— DOCUMENT —
There have been myths and rumors circulating that the modern crossbows are like high-powered rifles with such accuracy that the poor beautiful creatures in their scope don't have a chance. Deer are graceful, swift animals and have a place in this world. At Cade's Cove in the Smoky Mountains, the city folk park their cars anywhere they can and traipse down the fields to get a better look at just one of them. In Middle Tennessee, at Davy Crockett Park, they act more civilized and slow the cars down enough to look as they pass by. In Lawrenceburg, there are more deer to see, as they are allowed to live in a protected environment. Though, I have seen the targets up for bow and arrow practice. They usually travel in groups in the park, but in Giles County there is always the possibility of one running out in the road sometime during the night, as the car's headlights blind them and they stop dead still and usually wind up dead with a damaged car and shook-up driver. My son Justin has hit more than one, his dad Bill hit one in the park which had to be shot by a ranger.

It's not that I am against hunting per se. At one place in Pulaski, I had a neighbor whose son was an avid hunter and would hang the dead deer behind her house to slit its throat and bleed before cutting it into chucks to eat. Personally, I don't like deer meat. I tried once to cook some a brother-in-law had given to my family and it was tough as well-cooked steak or country ham -- unedible.

Crossbows are not for amateurs or the younger hunters. In the South, you are not reckoned to be a man until you have killed at least one deer. My grandfather caught opossums, and a friend of mine in Nashville, George Cate, was called the old coon hunter. I think raccoons are beautiful creatures like the deer, but he told me how they can get into houses through a pet door and scavenge around the kitchens, causing some consternation for the inhabitants. And Davy Crockett was proud of his coon skin cap. He was from Greenville, Tennessee, with ties in Kentucky, but we had his corn mill there in the Park until it was destroyed in a fire, later reconstructed but never as visited as the old one.

Crossbows can be dangerous in the wrong hands, just like guns. So don't let the kids experiment or they might just hurt themselves and their siblings.

— AVAILABLE DATA —

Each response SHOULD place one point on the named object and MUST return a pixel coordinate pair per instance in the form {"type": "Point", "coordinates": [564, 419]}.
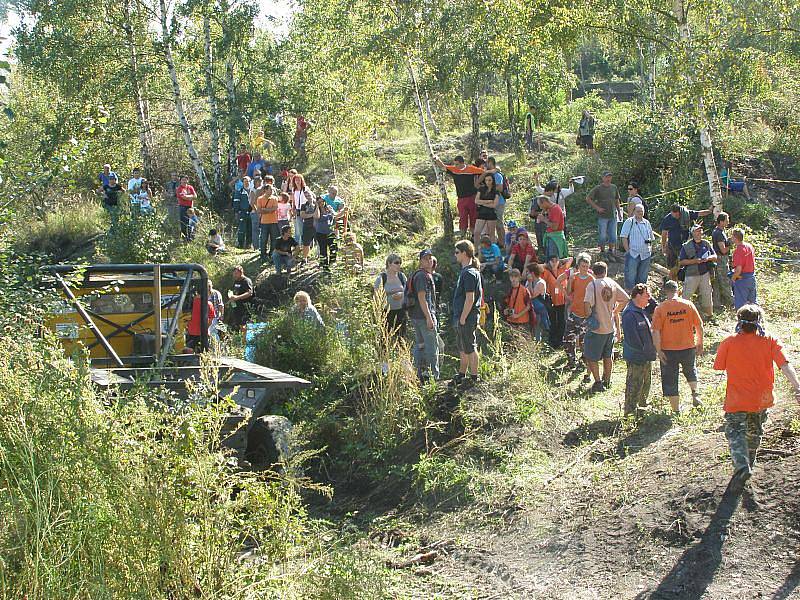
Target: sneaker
{"type": "Point", "coordinates": [457, 380]}
{"type": "Point", "coordinates": [740, 478]}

— GOAL OF THE EXERCISE —
Name every person the crossbows and deer piece mentions by name. Work only from the text about crossbows and deer.

— PROBLEM SOLUTION —
Justin, Bill, George Cate, Davy Crockett